> _ページ抜粋_:
○ ○ ○ ○ ○ ○ ○

AI活用が前提の時代に求められるスキル
新しいことに興味を持ったら、まずAIに聞くのがよい。これまでの英知がそこに詰まっている。そしてAIがわかりやすく整理してくれる。すべてが正しいとは限らないが、好奇心さえあれば、概ね結論から知ることができる時代を迎えた。知識はほぼ無料で、すぐに結果から知ることができるようになった。
今後は教育のあり方も変わっていく。知能があるかどうかは重要ではなく、プロジェクトベースで目的を達成するために協力ができるかどうかが大切になる。その際、適切なツールを使えるかどうかが優秀さを測る指標となるだろう。
AI活用を前提にしたプロジェクトを推進する時代に、人間に求められる重要なスキルは3つある。
- 好奇心:強烈に何かを理解したいという目的意識
- 諦めない気持ち:ゴールを理解した上で取り組むので、諦めない気持ちが重要となる
- イノベーティブ:自らの専門分野を磨き、知識や考え方を組み合わせることで新しいものを生み出す
こうしたスキルを意識することで、同僚と大きなプロジェクトを推進できるようになる。
「変わらない」ものを見定める
多くの人が、毎日の小さな変化に振り回され、すぐに反応しようとしがちだ。しかし、短期間に多くの変化が同時に起こると、それらに追いつくのは難しい。
変化が激しい最中に早まって行動すると、時間やコストを無駄にするリスクがある。AIモデルが進化する速度は、企業のモデル導入と展開のスピードをはるかに超えている。そのため、価値のある核心を確認することに集中するといい。
AIは付加価値を提供する技術であり、全く新しいビジネスモデルをゼロから作り出すことには向いていない。そのため、毎日のAI技術の進展や変化を追い続ける必要はない。むしろ大切なのは、自分の「変わらない」コアとなるビジネスモデルを見定め、そのモデルにAIがどのように付加価値を与えられるかを検討することに尽きる。もし付加価値を見込めないのであれば、焦らずに変わらない基盤を維持しつつ、状況に適応すればよい。
技術の進歩は決して人間性から遠ざかるべきではない。技術は常に人間を中心に据えるものである。人間性自体は何千年も変わっていない。多くの場合、私たちは変わらぬ人類の需要に応える形で技術を活用してきたわけで、その方法が時代によって異なるだけだ。だからこそ、常に人間を中心に据えて考えることで、この世界の「不変の要素」を見つけ出し、自分が何を大切にすべきかを理解できる。技術がどれほど進化しても、この軸を見失うことはない。

○ ○ ○ ○ ○ ○ ○

> _提供リスト_:
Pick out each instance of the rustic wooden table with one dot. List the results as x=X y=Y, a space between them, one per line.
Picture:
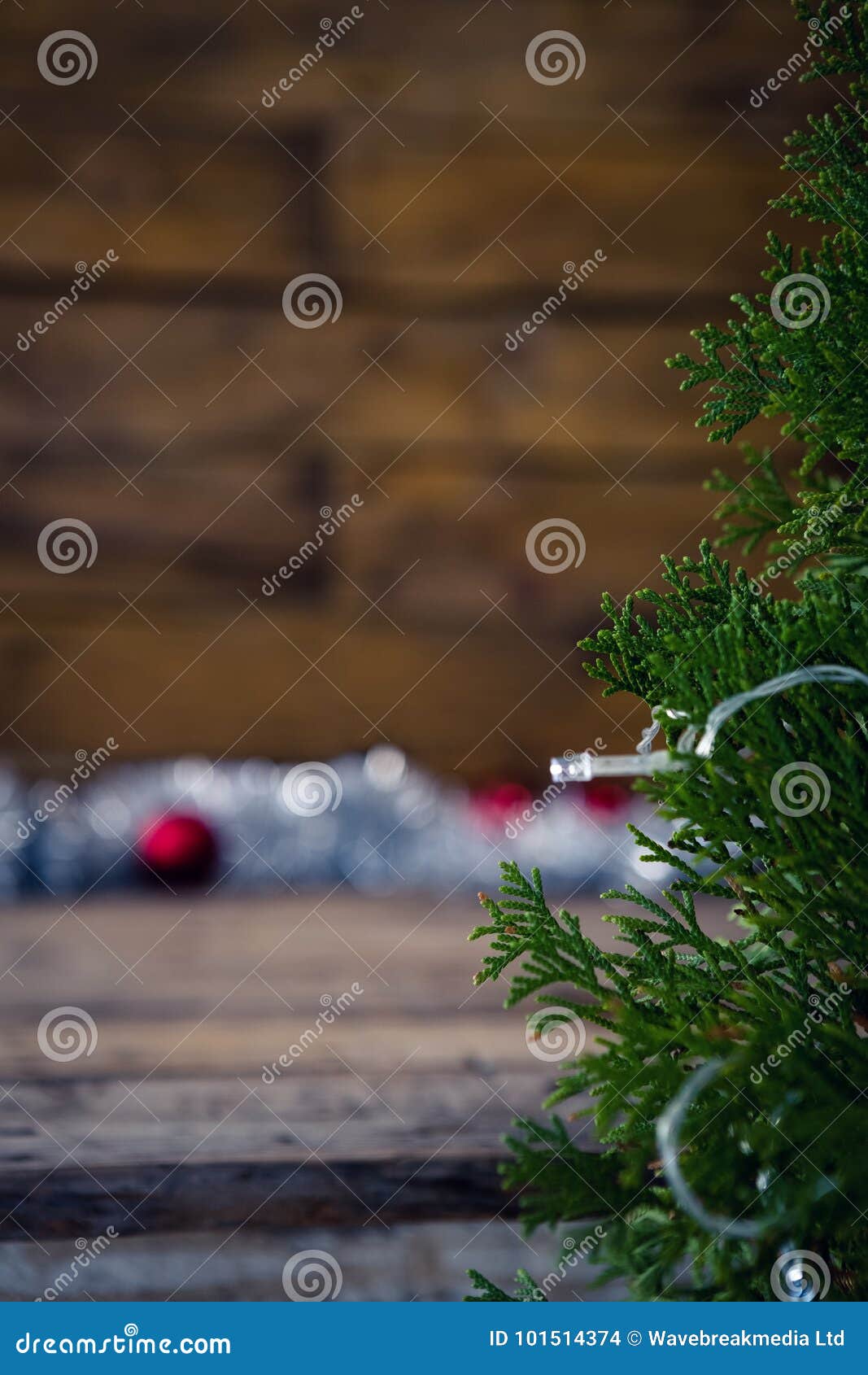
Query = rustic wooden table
x=164 y=1121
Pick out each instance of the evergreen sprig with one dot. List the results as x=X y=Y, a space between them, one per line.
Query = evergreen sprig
x=783 y=1002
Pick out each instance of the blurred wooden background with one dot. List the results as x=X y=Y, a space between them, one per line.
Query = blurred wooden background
x=200 y=434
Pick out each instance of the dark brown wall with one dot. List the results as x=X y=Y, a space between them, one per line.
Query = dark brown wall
x=198 y=432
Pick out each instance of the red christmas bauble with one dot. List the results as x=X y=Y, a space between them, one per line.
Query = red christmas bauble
x=497 y=805
x=179 y=849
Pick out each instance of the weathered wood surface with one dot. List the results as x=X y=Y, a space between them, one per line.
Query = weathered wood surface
x=203 y=468
x=177 y=1118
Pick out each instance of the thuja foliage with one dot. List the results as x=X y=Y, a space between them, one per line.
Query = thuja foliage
x=776 y=1137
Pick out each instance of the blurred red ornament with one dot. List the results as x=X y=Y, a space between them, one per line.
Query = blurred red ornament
x=499 y=803
x=605 y=801
x=179 y=849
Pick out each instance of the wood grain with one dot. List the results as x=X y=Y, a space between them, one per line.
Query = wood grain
x=185 y=1115
x=200 y=434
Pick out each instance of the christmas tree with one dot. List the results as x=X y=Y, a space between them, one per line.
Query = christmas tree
x=725 y=1093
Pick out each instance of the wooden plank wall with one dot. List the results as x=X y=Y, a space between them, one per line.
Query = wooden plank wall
x=200 y=434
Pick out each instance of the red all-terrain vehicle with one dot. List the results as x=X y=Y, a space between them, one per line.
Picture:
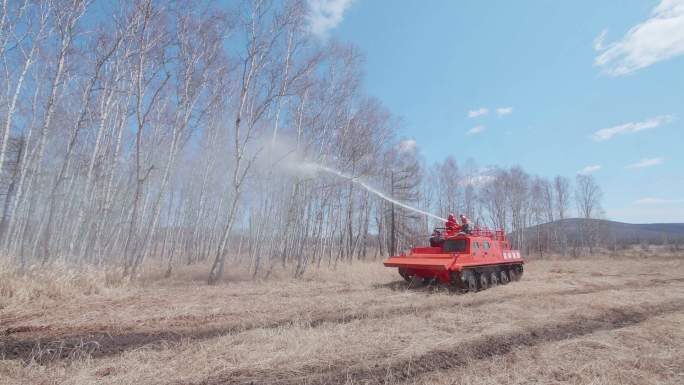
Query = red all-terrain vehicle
x=470 y=261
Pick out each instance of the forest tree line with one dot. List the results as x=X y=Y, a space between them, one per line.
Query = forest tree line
x=145 y=129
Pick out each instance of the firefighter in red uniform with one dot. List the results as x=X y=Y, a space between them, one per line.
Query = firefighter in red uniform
x=465 y=224
x=451 y=224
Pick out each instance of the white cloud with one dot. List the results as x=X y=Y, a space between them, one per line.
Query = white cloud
x=646 y=162
x=325 y=15
x=656 y=201
x=479 y=112
x=475 y=130
x=407 y=145
x=658 y=38
x=598 y=41
x=589 y=169
x=501 y=111
x=631 y=127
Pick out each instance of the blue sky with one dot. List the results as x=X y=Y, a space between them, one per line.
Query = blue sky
x=556 y=87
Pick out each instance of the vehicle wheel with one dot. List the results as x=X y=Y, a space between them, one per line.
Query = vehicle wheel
x=484 y=284
x=504 y=277
x=493 y=279
x=472 y=283
x=513 y=274
x=404 y=274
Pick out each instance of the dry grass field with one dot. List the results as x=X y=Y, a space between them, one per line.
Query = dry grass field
x=583 y=321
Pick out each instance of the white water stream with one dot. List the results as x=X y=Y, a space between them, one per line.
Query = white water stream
x=314 y=166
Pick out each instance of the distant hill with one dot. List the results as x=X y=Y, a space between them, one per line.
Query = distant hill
x=618 y=231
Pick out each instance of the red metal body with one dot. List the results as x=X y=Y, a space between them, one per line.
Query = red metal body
x=479 y=253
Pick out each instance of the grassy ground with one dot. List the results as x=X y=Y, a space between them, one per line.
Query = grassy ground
x=584 y=321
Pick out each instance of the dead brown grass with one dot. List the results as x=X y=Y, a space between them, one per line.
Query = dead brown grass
x=604 y=320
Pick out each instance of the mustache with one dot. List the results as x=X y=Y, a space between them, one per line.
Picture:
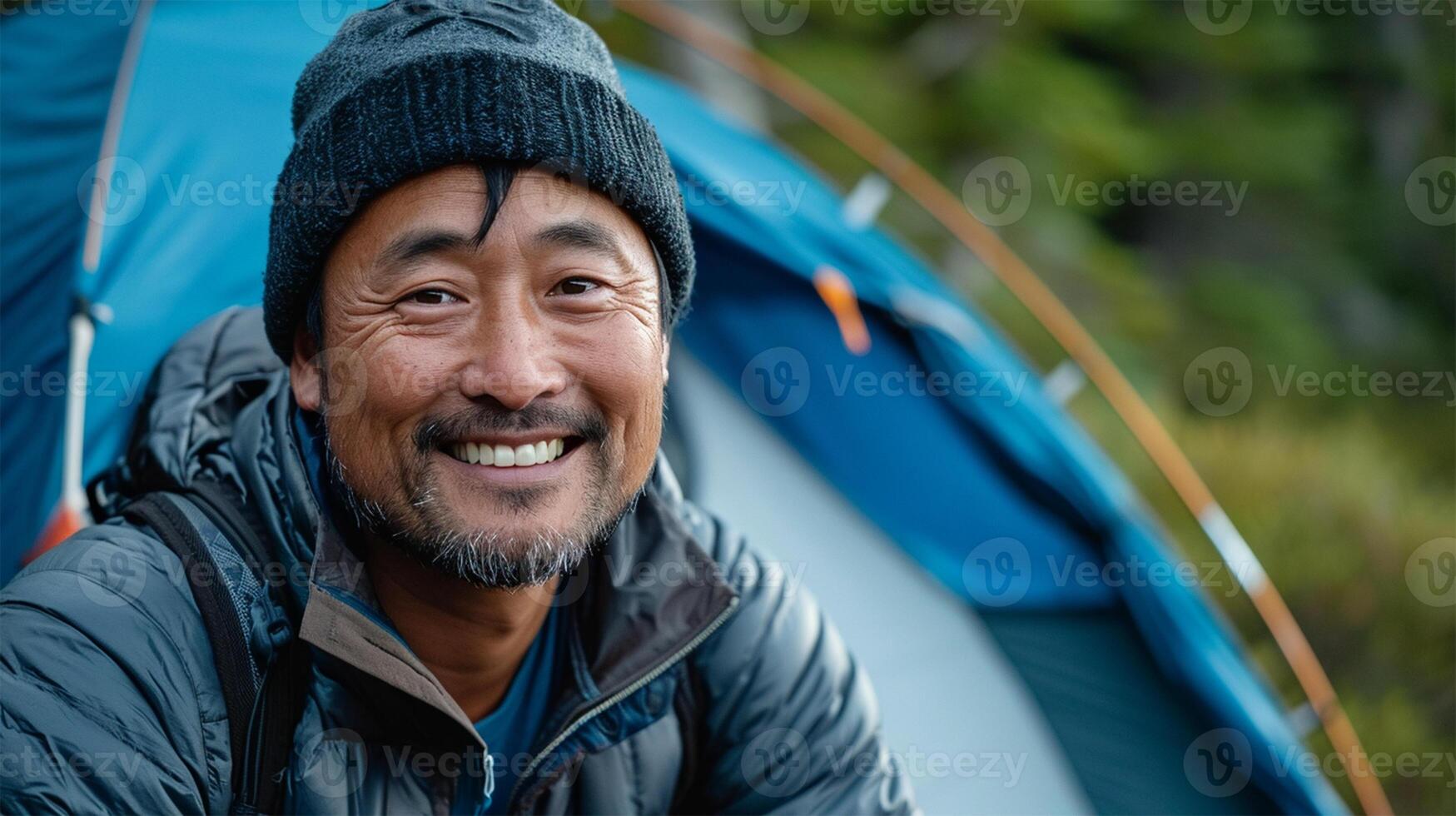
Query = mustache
x=484 y=420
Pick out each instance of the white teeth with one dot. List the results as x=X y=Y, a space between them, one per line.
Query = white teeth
x=505 y=456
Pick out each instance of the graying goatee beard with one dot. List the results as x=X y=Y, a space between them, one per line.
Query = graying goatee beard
x=476 y=557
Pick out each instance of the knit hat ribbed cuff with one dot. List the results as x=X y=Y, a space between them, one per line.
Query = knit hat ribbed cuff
x=455 y=108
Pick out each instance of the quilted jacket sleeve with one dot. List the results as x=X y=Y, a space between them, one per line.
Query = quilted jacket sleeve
x=791 y=720
x=107 y=699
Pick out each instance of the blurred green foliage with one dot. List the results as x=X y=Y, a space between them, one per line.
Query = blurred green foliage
x=1324 y=116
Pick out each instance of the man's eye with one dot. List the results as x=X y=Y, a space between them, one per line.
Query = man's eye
x=574 y=286
x=431 y=297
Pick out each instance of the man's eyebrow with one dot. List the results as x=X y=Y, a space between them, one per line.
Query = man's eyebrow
x=583 y=233
x=417 y=244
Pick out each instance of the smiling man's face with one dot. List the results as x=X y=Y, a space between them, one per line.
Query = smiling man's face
x=491 y=406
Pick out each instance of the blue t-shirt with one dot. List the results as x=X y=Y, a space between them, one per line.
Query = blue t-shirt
x=510 y=730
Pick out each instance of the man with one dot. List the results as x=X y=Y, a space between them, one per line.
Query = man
x=449 y=445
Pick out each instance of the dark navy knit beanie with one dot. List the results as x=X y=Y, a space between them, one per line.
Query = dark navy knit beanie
x=418 y=85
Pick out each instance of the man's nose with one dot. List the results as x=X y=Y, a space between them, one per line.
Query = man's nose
x=514 y=361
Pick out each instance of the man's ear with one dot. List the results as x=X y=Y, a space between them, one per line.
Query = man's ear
x=303 y=371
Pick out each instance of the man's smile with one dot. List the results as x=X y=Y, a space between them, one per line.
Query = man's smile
x=511 y=460
x=505 y=454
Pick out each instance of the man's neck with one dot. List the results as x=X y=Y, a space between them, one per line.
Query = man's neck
x=472 y=639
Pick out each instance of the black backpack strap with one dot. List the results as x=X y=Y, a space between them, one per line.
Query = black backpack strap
x=213 y=600
x=262 y=714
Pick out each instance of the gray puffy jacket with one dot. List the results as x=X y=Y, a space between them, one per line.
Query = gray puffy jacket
x=696 y=681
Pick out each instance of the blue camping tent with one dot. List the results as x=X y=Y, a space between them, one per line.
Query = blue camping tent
x=970 y=507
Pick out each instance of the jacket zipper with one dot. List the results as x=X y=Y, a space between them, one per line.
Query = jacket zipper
x=629 y=689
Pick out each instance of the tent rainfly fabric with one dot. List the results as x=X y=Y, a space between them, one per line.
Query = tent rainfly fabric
x=942 y=530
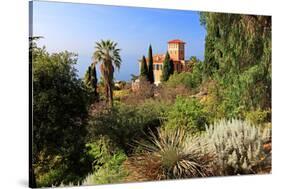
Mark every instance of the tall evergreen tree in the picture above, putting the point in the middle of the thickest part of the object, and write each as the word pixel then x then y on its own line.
pixel 144 68
pixel 150 65
pixel 171 67
pixel 91 79
pixel 166 68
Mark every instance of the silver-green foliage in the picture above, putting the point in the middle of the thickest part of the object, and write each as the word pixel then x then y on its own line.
pixel 238 146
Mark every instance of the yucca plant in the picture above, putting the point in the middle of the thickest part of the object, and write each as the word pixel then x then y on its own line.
pixel 239 147
pixel 173 154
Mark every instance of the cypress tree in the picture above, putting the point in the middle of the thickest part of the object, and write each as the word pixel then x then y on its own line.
pixel 166 68
pixel 171 67
pixel 91 79
pixel 144 69
pixel 150 65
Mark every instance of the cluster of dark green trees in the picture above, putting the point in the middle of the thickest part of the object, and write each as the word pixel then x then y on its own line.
pixel 60 107
pixel 238 59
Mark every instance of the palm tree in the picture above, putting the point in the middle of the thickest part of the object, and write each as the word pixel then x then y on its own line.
pixel 107 54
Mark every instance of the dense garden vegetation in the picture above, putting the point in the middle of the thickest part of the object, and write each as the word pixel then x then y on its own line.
pixel 213 120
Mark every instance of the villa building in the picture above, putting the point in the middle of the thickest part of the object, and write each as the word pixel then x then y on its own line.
pixel 176 51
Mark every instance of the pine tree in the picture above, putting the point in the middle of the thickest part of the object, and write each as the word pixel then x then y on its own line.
pixel 144 68
pixel 166 68
pixel 150 65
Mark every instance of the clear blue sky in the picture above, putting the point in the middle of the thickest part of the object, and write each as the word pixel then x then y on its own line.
pixel 76 28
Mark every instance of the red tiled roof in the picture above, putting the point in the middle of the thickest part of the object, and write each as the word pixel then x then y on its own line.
pixel 176 41
pixel 157 58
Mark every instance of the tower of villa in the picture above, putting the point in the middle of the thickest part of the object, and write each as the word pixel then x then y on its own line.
pixel 176 50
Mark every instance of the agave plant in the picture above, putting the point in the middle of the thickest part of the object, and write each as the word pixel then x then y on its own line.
pixel 239 147
pixel 174 154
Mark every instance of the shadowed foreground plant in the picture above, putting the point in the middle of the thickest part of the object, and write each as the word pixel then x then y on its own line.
pixel 239 147
pixel 172 155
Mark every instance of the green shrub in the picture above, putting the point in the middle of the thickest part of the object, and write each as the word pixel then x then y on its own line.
pixel 125 123
pixel 108 165
pixel 258 116
pixel 239 147
pixel 188 113
pixel 190 80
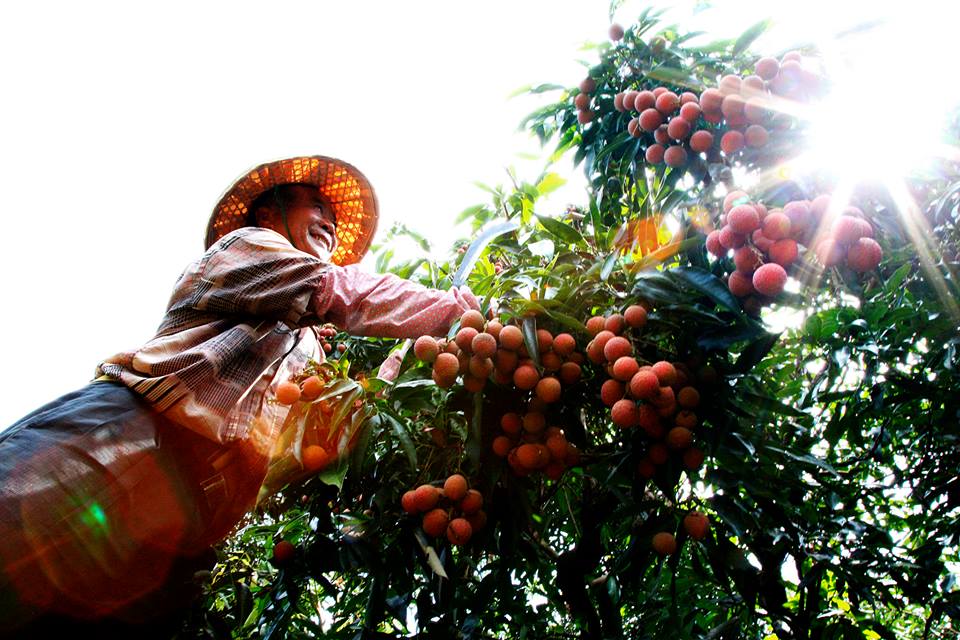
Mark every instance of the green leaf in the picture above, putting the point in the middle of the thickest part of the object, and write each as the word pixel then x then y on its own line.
pixel 562 231
pixel 549 183
pixel 404 437
pixel 748 36
pixel 894 282
pixel 672 75
pixel 608 264
pixel 707 284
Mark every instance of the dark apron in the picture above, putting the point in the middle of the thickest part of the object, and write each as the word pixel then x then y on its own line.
pixel 101 500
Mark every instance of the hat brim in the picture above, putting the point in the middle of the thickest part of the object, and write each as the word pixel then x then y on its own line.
pixel 342 185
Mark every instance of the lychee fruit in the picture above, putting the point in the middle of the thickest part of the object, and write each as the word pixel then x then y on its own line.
pixel 770 279
pixel 864 255
pixel 435 522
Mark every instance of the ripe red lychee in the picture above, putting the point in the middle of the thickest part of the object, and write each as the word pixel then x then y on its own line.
pixel 755 136
pixel 711 100
pixel 611 391
pixel 747 259
pixel 650 119
pixel 288 392
pixel 644 100
pixel 435 522
pixel 569 372
pixel 526 377
pixel 624 413
pixel 511 337
pixel 713 244
pixel 483 345
pixel 548 389
pixel 776 226
pixel 624 368
pixel 661 136
pixel 732 106
pixel 784 252
pixel 864 255
pixel 455 487
pixel 829 252
pixel 665 372
pixel 473 319
pixel 617 347
pixel 311 388
pixel 654 154
pixel 426 497
pixel 846 229
pixel 731 142
pixel 735 198
pixel 505 361
pixel 690 111
pixel 595 325
pixel 743 218
pixel 459 531
pixel 471 502
pixel 675 156
pixel 446 368
pixel 426 348
pixel 645 385
pixel 769 279
pixel 664 543
pixel 564 344
pixel 701 141
pixel 740 284
pixel 464 338
pixel 668 102
pixel 762 242
pixel 679 438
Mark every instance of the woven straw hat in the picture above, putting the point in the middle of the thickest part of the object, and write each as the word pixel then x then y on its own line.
pixel 342 185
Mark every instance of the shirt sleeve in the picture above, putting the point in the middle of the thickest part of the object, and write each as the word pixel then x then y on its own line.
pixel 256 272
pixel 386 305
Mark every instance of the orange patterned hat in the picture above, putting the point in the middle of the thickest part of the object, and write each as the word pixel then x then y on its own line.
pixel 342 185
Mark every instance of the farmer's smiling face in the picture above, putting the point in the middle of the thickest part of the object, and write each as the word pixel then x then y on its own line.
pixel 311 221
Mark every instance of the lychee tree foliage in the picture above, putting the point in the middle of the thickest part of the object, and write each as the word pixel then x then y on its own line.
pixel 794 485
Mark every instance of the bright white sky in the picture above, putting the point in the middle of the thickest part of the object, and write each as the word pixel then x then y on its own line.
pixel 123 122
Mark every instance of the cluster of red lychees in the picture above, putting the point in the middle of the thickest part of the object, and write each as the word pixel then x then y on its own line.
pixel 483 350
pixel 530 446
pixel 455 510
pixel 766 243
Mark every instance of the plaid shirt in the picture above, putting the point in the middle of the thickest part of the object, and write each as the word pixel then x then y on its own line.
pixel 241 320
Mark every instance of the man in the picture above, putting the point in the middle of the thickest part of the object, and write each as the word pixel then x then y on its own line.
pixel 105 491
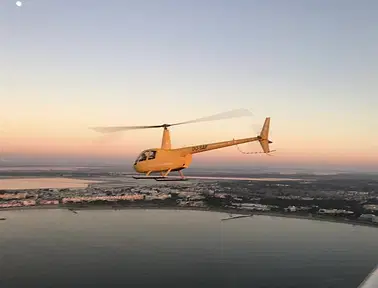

○ ○ ○ ○ ○ ○ ○

> _作業内容_:
A) 本文では、AI活用を前提にしたプロジェクトを推進する時代に人間に求められる重要なスキルをいくつ挙げていますか?
B) 本文のうち、「AI活用が前提の時代に求められるスキル」を含む語句で始まり「れる重要なスキルは3つある。」で終わる箇所を、一字一句変えずに書き写してください。
リストの中身は本文とは無関係です。

> _解答_:
A) 3つで、好奇心、諦めない気持ち、イノベーティブです。

B)
AI活用が前提の時代に求められるスキル
新しいことに興味を持ったら、まずAIに聞くのがよい。これまでの英知がそこに詰まっている。そしてAIがわかりやすく整理してくれる。すべてが正しいとは限らないが、好奇心さえあれば、概ね結論から知ることができる時代を迎えた。知識はほぼ無料で、すぐに結果から知ることができるようになった。
今後は教育のあり方も変わっていく。知能があるかどうかは重要ではなく、プロジェクトベースで目的を達成するために協力ができるかどうかが大切になる。その際、適切なツールを使えるかどうかが優秀さを測る指標となるだろう。
AI活用を前提にしたプロジェクトを推進する時代に、人間に求められる重要なスキルは3つある。